§ DATA SUPPLIED:
## Start
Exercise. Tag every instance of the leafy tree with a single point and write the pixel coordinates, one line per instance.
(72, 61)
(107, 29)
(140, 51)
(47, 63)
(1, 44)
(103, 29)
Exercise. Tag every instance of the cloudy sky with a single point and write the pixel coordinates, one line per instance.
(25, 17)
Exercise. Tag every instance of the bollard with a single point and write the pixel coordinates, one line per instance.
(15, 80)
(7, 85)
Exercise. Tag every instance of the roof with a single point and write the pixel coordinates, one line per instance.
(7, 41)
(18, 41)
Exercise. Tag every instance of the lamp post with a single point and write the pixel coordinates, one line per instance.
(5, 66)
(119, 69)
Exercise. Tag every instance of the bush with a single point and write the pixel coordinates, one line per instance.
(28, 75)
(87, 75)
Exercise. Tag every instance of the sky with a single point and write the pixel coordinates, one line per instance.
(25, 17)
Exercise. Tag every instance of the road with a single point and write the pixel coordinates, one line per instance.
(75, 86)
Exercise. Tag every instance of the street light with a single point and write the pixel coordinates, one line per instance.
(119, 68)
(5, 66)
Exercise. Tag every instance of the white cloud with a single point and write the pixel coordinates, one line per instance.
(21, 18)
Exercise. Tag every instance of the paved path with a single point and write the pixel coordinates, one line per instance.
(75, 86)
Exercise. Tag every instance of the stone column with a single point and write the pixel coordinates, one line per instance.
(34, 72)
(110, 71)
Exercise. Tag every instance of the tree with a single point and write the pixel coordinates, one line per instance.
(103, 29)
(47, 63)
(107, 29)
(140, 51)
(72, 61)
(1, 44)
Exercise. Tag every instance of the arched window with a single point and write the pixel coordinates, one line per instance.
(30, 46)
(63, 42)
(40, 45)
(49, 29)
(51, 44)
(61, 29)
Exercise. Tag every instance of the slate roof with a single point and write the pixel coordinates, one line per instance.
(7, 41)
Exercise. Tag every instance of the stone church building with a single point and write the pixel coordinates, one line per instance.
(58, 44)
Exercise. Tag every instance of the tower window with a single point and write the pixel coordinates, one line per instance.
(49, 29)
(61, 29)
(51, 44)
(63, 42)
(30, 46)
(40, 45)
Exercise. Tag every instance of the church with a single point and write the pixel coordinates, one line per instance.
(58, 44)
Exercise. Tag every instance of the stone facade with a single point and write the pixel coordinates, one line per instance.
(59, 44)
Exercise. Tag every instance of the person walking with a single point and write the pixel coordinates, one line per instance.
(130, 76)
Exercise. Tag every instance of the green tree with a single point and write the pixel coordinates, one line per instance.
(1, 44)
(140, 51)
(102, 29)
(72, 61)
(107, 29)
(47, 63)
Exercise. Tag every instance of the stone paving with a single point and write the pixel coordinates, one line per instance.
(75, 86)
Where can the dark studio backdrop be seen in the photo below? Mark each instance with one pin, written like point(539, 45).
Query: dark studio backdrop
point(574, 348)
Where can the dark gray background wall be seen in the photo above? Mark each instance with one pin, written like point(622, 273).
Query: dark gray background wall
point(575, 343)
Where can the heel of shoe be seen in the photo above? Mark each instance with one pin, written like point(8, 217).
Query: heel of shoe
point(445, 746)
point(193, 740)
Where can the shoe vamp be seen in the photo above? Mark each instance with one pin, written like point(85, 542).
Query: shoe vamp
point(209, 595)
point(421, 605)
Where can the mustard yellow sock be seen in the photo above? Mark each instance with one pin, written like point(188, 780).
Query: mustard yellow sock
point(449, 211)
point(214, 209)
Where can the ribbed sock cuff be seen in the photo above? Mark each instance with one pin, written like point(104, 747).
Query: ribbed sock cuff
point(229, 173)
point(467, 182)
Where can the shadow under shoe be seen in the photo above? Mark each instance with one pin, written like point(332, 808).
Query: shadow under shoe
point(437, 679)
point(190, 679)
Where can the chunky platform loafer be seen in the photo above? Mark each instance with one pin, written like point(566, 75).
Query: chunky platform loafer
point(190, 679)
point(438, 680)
## End
Give exactly the lines from the one with "Where can the dark gray" to the end of the entries, nothing before them.

Where can the dark gray background wall be seen in the photo above? Mark each instance with one pin, written like point(622, 273).
Query: dark gray background wall
point(575, 343)
Where can the heel of shoe be seen in the photo above? Mark each instance with one pin, written like point(8, 217).
Query: heel of shoe
point(445, 746)
point(193, 740)
Where can the shoe vamp be seen in the photo above? Mark each instance with one pin, written like point(85, 542).
Query: shoe vamp
point(209, 595)
point(421, 605)
Where can the mustard yellow sock be seen in the photo above? Mark each instance with one pin, written like point(188, 780).
Query: mustard yellow sock
point(449, 211)
point(214, 209)
Where can the ribbed sock cuff be seen in the photo above? Mark each instance with one pin, written like point(104, 747).
Query: ribbed sock cuff
point(229, 173)
point(467, 182)
Where can the shadow under shoe be seen in the photo above? Mark each instance with one pin, written like point(332, 808).
Query: shadow under shoe
point(437, 679)
point(190, 679)
Where can the chunky platform loafer be seen in the photo above? Mark each instance with one pin, written like point(566, 75).
Query: chunky platform loafer
point(190, 679)
point(438, 680)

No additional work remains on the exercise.